Material shown -
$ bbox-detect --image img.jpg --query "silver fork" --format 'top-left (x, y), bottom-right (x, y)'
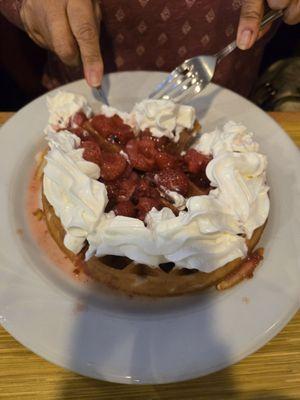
top-left (148, 9), bottom-right (283, 104)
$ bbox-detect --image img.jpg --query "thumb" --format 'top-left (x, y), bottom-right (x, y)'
top-left (237, 0), bottom-right (264, 50)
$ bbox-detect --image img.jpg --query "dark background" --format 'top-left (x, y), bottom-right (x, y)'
top-left (0, 13), bottom-right (299, 111)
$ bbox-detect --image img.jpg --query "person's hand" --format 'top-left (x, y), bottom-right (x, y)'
top-left (20, 0), bottom-right (103, 87)
top-left (237, 0), bottom-right (300, 50)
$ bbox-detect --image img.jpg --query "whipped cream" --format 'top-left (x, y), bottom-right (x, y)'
top-left (100, 104), bottom-right (131, 123)
top-left (193, 121), bottom-right (269, 238)
top-left (131, 99), bottom-right (196, 142)
top-left (165, 190), bottom-right (186, 210)
top-left (47, 91), bottom-right (92, 130)
top-left (43, 130), bottom-right (107, 253)
top-left (193, 121), bottom-right (259, 156)
top-left (99, 99), bottom-right (196, 142)
top-left (43, 93), bottom-right (269, 273)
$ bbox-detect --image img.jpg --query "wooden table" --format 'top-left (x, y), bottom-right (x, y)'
top-left (0, 112), bottom-right (299, 400)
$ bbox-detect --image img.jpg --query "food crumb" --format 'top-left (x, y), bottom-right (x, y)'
top-left (16, 228), bottom-right (23, 236)
top-left (242, 296), bottom-right (250, 304)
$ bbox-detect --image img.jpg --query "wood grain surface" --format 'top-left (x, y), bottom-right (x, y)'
top-left (0, 111), bottom-right (299, 400)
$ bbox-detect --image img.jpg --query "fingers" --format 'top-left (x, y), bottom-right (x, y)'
top-left (20, 0), bottom-right (103, 84)
top-left (237, 0), bottom-right (264, 50)
top-left (268, 0), bottom-right (300, 26)
top-left (267, 0), bottom-right (291, 8)
top-left (67, 0), bottom-right (103, 87)
top-left (21, 0), bottom-right (80, 66)
top-left (283, 0), bottom-right (300, 24)
top-left (20, 0), bottom-right (48, 48)
top-left (46, 4), bottom-right (80, 66)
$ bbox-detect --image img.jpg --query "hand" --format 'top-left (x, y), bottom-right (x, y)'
top-left (237, 0), bottom-right (300, 50)
top-left (20, 0), bottom-right (103, 87)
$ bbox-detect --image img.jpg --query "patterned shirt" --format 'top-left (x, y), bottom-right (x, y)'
top-left (0, 0), bottom-right (278, 96)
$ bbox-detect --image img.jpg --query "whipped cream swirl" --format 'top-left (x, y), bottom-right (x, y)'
top-left (43, 131), bottom-right (107, 253)
top-left (194, 121), bottom-right (269, 238)
top-left (131, 99), bottom-right (196, 141)
top-left (43, 93), bottom-right (269, 273)
top-left (47, 91), bottom-right (92, 130)
top-left (100, 99), bottom-right (196, 142)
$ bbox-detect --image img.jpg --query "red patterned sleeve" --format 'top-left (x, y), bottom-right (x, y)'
top-left (0, 0), bottom-right (24, 29)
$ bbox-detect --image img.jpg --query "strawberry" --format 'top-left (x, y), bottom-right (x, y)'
top-left (140, 130), bottom-right (170, 148)
top-left (126, 138), bottom-right (157, 172)
top-left (155, 151), bottom-right (177, 170)
top-left (91, 114), bottom-right (114, 138)
top-left (91, 114), bottom-right (134, 145)
top-left (71, 111), bottom-right (88, 127)
top-left (155, 168), bottom-right (189, 196)
top-left (117, 172), bottom-right (140, 202)
top-left (81, 141), bottom-right (102, 165)
top-left (184, 148), bottom-right (211, 174)
top-left (133, 178), bottom-right (160, 200)
top-left (113, 201), bottom-right (136, 218)
top-left (100, 152), bottom-right (127, 181)
top-left (136, 197), bottom-right (162, 221)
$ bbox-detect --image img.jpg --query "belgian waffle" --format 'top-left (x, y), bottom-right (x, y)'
top-left (39, 112), bottom-right (266, 296)
top-left (42, 191), bottom-right (264, 296)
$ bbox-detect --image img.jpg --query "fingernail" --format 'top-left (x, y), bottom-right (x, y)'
top-left (86, 67), bottom-right (101, 87)
top-left (238, 29), bottom-right (252, 50)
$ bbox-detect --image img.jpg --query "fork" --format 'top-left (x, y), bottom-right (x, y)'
top-left (148, 9), bottom-right (283, 104)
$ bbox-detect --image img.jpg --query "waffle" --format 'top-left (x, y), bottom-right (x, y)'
top-left (42, 192), bottom-right (265, 296)
top-left (40, 117), bottom-right (266, 296)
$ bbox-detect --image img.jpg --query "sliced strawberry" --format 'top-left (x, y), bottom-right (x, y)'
top-left (91, 114), bottom-right (135, 145)
top-left (155, 168), bottom-right (189, 196)
top-left (140, 130), bottom-right (170, 149)
top-left (91, 114), bottom-right (114, 138)
top-left (139, 137), bottom-right (158, 158)
top-left (184, 148), bottom-right (211, 174)
top-left (133, 178), bottom-right (160, 200)
top-left (82, 141), bottom-right (102, 165)
top-left (125, 138), bottom-right (157, 172)
top-left (121, 163), bottom-right (131, 178)
top-left (155, 151), bottom-right (177, 170)
top-left (100, 152), bottom-right (127, 181)
top-left (136, 197), bottom-right (162, 221)
top-left (117, 172), bottom-right (140, 202)
top-left (71, 111), bottom-right (88, 127)
top-left (105, 172), bottom-right (139, 203)
top-left (113, 201), bottom-right (136, 218)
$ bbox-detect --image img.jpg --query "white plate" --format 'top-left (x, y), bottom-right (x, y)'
top-left (0, 72), bottom-right (299, 384)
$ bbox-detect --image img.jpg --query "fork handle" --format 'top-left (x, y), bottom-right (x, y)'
top-left (215, 9), bottom-right (284, 63)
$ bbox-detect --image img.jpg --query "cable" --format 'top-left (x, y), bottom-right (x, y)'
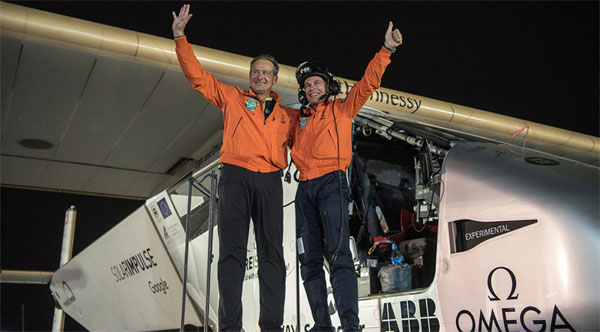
top-left (331, 96), bottom-right (344, 262)
top-left (284, 158), bottom-right (293, 184)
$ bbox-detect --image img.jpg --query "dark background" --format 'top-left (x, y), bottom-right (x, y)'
top-left (1, 188), bottom-right (143, 331)
top-left (1, 1), bottom-right (598, 331)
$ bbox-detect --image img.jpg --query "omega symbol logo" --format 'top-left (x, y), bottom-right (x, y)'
top-left (487, 266), bottom-right (519, 301)
top-left (455, 266), bottom-right (575, 331)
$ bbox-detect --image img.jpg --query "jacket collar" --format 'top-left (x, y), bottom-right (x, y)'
top-left (301, 98), bottom-right (331, 115)
top-left (245, 88), bottom-right (284, 103)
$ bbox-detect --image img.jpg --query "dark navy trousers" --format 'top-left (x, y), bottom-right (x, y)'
top-left (217, 164), bottom-right (285, 332)
top-left (295, 170), bottom-right (359, 331)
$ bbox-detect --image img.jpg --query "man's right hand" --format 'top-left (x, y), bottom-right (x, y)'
top-left (172, 4), bottom-right (192, 38)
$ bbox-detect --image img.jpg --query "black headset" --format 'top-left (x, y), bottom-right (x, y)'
top-left (296, 61), bottom-right (341, 106)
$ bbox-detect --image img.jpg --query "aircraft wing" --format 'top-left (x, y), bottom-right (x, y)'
top-left (1, 2), bottom-right (231, 199)
top-left (1, 3), bottom-right (596, 208)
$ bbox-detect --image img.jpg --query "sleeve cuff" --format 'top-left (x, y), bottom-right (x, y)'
top-left (383, 44), bottom-right (396, 54)
top-left (174, 35), bottom-right (188, 47)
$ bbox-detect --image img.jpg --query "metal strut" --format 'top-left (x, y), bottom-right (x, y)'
top-left (354, 114), bottom-right (448, 157)
top-left (180, 170), bottom-right (218, 332)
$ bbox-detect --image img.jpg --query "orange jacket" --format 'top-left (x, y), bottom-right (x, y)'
top-left (175, 37), bottom-right (293, 172)
top-left (291, 47), bottom-right (392, 181)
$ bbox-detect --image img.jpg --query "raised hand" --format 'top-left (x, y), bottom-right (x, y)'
top-left (384, 22), bottom-right (403, 50)
top-left (172, 4), bottom-right (193, 37)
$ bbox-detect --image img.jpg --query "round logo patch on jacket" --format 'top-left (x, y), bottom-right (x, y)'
top-left (299, 117), bottom-right (308, 128)
top-left (245, 99), bottom-right (258, 111)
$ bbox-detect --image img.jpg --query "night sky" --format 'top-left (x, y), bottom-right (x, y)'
top-left (1, 1), bottom-right (598, 331)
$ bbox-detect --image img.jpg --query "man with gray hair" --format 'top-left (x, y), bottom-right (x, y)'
top-left (172, 4), bottom-right (293, 331)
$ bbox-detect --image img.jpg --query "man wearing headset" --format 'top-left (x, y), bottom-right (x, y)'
top-left (291, 23), bottom-right (403, 331)
top-left (172, 4), bottom-right (293, 332)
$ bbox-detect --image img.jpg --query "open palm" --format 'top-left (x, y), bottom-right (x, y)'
top-left (172, 4), bottom-right (193, 36)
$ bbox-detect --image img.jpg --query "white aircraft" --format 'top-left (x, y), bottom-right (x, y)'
top-left (2, 3), bottom-right (598, 331)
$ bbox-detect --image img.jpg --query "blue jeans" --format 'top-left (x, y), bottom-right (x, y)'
top-left (296, 170), bottom-right (359, 331)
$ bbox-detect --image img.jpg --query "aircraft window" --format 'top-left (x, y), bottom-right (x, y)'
top-left (167, 164), bottom-right (221, 240)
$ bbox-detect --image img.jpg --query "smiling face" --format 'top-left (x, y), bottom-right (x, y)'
top-left (249, 59), bottom-right (277, 99)
top-left (303, 75), bottom-right (328, 106)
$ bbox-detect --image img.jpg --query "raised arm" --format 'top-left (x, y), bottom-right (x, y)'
top-left (172, 4), bottom-right (193, 38)
top-left (172, 4), bottom-right (236, 110)
top-left (343, 22), bottom-right (403, 117)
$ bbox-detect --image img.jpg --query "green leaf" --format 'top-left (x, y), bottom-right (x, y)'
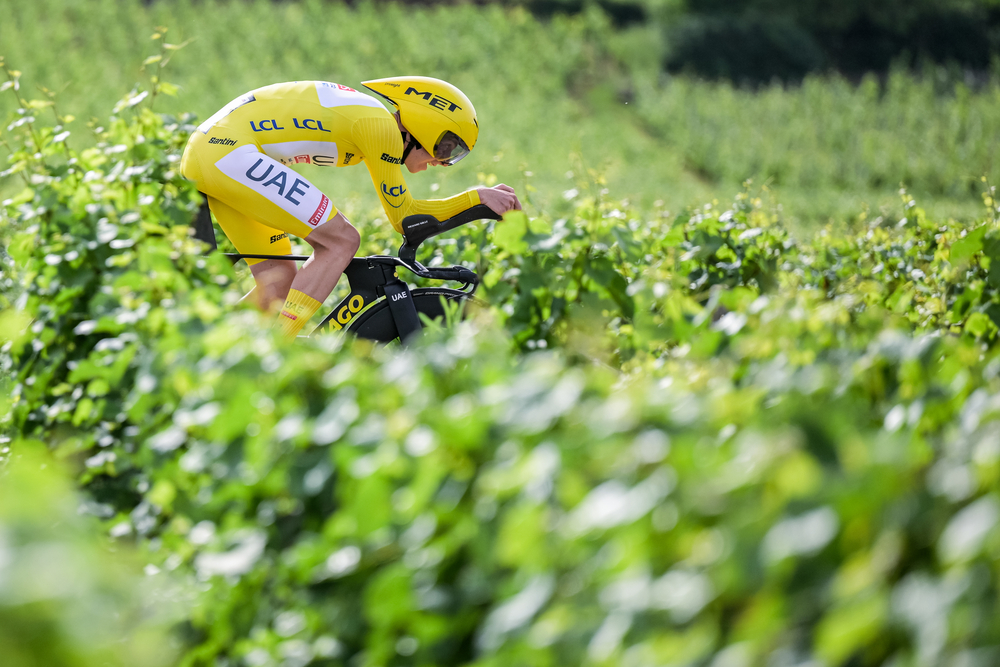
top-left (163, 39), bottom-right (194, 51)
top-left (985, 236), bottom-right (1000, 288)
top-left (86, 378), bottom-right (110, 397)
top-left (950, 224), bottom-right (987, 266)
top-left (71, 397), bottom-right (95, 425)
top-left (0, 309), bottom-right (31, 354)
top-left (157, 81), bottom-right (179, 97)
top-left (965, 312), bottom-right (995, 338)
top-left (585, 256), bottom-right (634, 319)
top-left (815, 595), bottom-right (888, 666)
top-left (887, 285), bottom-right (915, 314)
top-left (612, 225), bottom-right (644, 261)
top-left (492, 212), bottom-right (529, 255)
top-left (148, 480), bottom-right (176, 509)
top-left (126, 90), bottom-right (149, 108)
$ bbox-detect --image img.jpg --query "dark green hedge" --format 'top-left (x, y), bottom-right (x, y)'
top-left (667, 1), bottom-right (1000, 83)
top-left (365, 0), bottom-right (1000, 81)
top-left (475, 0), bottom-right (1000, 82)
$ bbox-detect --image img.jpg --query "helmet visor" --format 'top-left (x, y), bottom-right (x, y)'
top-left (433, 131), bottom-right (470, 166)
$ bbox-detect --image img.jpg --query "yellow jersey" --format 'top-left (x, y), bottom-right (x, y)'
top-left (184, 81), bottom-right (480, 234)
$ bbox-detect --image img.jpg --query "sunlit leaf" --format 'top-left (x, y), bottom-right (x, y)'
top-left (951, 224), bottom-right (987, 266)
top-left (163, 39), bottom-right (194, 51)
top-left (126, 90), bottom-right (149, 107)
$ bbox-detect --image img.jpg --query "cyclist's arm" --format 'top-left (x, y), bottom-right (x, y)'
top-left (352, 116), bottom-right (480, 233)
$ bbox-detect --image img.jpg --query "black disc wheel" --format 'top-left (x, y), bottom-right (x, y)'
top-left (345, 288), bottom-right (473, 343)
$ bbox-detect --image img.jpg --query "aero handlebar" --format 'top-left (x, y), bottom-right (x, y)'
top-left (224, 205), bottom-right (500, 266)
top-left (409, 265), bottom-right (479, 285)
top-left (398, 204), bottom-right (501, 262)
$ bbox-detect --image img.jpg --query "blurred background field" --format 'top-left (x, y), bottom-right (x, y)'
top-left (6, 0), bottom-right (1000, 229)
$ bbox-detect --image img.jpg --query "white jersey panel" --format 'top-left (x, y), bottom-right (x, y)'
top-left (198, 91), bottom-right (257, 135)
top-left (315, 82), bottom-right (385, 110)
top-left (260, 140), bottom-right (340, 167)
top-left (215, 145), bottom-right (332, 229)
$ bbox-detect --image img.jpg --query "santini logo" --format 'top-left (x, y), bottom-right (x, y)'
top-left (343, 152), bottom-right (354, 165)
top-left (380, 153), bottom-right (401, 165)
top-left (208, 137), bottom-right (237, 146)
top-left (269, 233), bottom-right (288, 244)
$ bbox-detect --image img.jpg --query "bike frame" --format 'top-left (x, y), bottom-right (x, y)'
top-left (223, 205), bottom-right (500, 342)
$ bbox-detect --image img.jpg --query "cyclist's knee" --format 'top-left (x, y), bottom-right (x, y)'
top-left (309, 213), bottom-right (360, 256)
top-left (339, 219), bottom-right (361, 255)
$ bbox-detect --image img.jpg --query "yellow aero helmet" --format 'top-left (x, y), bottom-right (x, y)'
top-left (361, 76), bottom-right (478, 166)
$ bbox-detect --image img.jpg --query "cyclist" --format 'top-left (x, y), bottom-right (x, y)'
top-left (180, 77), bottom-right (521, 338)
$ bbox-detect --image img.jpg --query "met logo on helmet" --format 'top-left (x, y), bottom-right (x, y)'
top-left (404, 87), bottom-right (462, 112)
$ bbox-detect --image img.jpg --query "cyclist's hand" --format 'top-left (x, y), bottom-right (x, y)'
top-left (478, 184), bottom-right (522, 216)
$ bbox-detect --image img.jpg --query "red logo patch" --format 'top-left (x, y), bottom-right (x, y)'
top-left (281, 310), bottom-right (298, 321)
top-left (309, 195), bottom-right (330, 226)
top-left (337, 84), bottom-right (357, 92)
top-left (293, 155), bottom-right (311, 164)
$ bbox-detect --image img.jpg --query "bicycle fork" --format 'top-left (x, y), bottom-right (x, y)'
top-left (382, 280), bottom-right (422, 342)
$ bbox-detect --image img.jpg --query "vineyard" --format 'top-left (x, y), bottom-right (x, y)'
top-left (4, 3), bottom-right (1000, 667)
top-left (5, 0), bottom-right (1000, 224)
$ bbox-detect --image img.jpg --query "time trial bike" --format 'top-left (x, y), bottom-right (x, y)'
top-left (214, 204), bottom-right (502, 343)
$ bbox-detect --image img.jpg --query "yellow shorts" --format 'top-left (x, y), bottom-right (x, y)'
top-left (180, 131), bottom-right (339, 265)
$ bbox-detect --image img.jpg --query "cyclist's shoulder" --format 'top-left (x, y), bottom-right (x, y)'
top-left (310, 82), bottom-right (389, 113)
top-left (247, 81), bottom-right (379, 106)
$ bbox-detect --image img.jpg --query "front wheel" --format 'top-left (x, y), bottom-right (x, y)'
top-left (344, 288), bottom-right (473, 343)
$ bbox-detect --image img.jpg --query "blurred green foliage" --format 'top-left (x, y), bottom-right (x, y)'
top-left (0, 446), bottom-right (178, 667)
top-left (4, 43), bottom-right (1000, 667)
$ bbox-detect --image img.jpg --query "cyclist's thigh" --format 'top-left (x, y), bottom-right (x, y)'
top-left (207, 196), bottom-right (292, 264)
top-left (196, 142), bottom-right (338, 243)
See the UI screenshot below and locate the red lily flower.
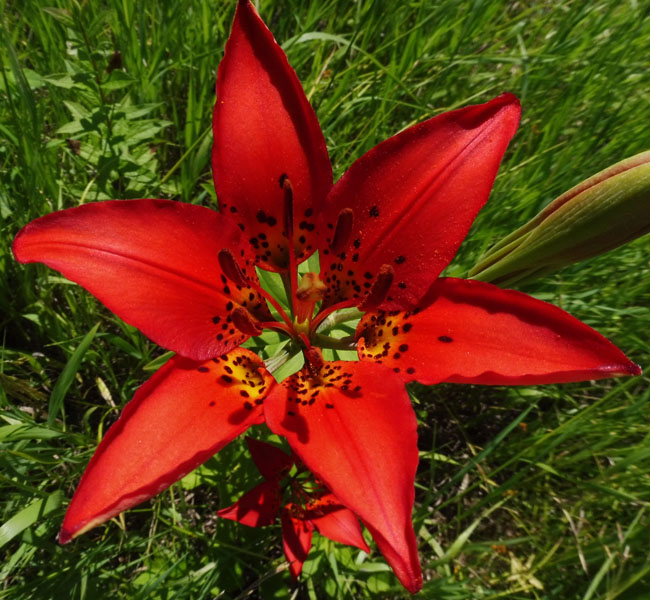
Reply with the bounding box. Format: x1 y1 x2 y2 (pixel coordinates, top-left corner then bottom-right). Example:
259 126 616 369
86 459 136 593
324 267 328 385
12 0 640 594
217 438 370 578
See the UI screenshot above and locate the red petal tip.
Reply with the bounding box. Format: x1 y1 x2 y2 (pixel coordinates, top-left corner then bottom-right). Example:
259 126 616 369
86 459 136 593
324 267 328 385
57 528 72 545
613 362 642 376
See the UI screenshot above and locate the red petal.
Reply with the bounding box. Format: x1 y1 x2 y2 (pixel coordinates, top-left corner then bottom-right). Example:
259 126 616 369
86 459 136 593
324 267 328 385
246 437 294 481
217 480 281 527
13 200 271 361
213 0 332 271
59 349 273 543
265 362 422 593
307 493 370 552
281 509 313 579
318 94 520 309
357 278 642 385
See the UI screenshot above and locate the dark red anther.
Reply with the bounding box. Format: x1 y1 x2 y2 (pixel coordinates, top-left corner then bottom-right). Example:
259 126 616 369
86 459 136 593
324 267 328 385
358 264 394 311
231 307 262 336
329 208 354 255
304 346 325 370
281 175 294 241
218 249 248 287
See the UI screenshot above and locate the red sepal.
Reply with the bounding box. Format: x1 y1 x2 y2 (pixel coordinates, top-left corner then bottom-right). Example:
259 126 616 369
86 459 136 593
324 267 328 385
319 94 520 309
213 0 332 271
357 278 642 385
59 349 274 543
265 361 422 593
246 437 294 481
217 480 281 527
307 493 370 552
281 509 313 579
13 200 270 361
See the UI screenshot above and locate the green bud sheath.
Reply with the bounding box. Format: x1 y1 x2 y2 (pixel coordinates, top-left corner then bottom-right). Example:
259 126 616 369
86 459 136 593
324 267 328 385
470 151 650 285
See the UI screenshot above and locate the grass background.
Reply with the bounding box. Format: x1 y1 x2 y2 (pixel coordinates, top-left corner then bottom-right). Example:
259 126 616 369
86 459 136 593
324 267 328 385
1 0 649 598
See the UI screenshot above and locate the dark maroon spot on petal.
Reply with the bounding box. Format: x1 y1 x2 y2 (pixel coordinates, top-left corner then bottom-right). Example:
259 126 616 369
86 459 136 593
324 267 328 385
395 255 406 264
229 206 237 213
369 206 379 218
221 375 233 384
399 344 409 352
438 336 453 343
278 173 288 187
240 390 250 398
406 367 415 374
325 403 334 409
212 316 220 324
244 401 253 410
209 401 216 406
403 323 412 333
197 366 209 373
256 210 267 223
267 216 277 227
226 302 234 311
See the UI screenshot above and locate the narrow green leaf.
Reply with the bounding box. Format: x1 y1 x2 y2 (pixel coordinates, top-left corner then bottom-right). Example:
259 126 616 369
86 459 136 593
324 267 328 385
0 491 63 549
48 323 100 426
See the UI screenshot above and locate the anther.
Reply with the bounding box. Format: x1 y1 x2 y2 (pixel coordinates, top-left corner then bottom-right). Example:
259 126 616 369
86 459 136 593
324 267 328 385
329 208 354 255
304 344 325 373
281 176 294 241
218 249 248 287
358 264 394 311
231 307 262 336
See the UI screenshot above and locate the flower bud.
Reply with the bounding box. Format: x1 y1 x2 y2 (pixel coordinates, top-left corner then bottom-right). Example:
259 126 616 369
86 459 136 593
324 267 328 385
470 151 650 285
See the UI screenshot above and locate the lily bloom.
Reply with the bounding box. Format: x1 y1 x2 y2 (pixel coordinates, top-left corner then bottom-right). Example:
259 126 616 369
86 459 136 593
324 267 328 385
217 438 369 579
12 0 640 593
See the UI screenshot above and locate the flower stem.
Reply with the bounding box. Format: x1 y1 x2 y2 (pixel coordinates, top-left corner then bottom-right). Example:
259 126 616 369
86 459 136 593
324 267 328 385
312 333 357 351
315 307 364 333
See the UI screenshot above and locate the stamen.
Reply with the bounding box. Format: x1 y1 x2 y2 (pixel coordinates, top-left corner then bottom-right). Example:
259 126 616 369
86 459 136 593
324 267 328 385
329 208 354 255
281 175 299 312
218 249 248 287
231 307 262 336
304 347 324 370
281 175 294 242
219 248 294 329
358 264 394 311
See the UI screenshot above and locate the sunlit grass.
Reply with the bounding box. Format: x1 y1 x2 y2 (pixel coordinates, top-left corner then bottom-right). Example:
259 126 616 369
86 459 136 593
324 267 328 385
2 1 649 598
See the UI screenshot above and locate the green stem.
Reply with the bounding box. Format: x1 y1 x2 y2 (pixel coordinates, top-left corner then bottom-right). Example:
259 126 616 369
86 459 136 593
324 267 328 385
315 308 364 333
312 333 356 351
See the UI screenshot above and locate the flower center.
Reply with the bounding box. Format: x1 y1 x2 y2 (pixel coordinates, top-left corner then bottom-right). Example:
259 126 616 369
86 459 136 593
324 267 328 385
218 183 397 375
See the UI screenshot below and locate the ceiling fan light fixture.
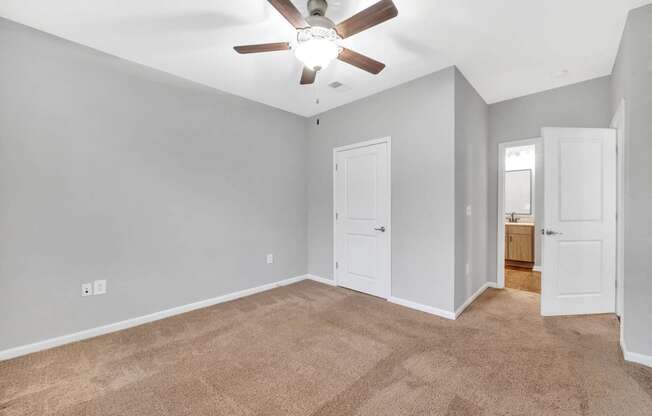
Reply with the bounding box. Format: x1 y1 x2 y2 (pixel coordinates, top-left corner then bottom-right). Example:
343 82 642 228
234 0 398 85
294 27 341 71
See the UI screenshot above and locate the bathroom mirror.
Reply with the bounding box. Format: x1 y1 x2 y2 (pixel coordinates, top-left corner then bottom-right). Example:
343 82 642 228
504 169 532 215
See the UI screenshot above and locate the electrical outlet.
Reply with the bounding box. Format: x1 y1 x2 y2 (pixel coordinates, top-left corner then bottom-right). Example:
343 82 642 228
93 280 107 295
266 254 274 264
81 283 93 297
466 205 472 216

Problem to solve - Return every line above that contains the word "grass".

Output of the task -
See the UI screenshot above and locate the grass background.
See the UI screenshot above and locate the sunlit grass.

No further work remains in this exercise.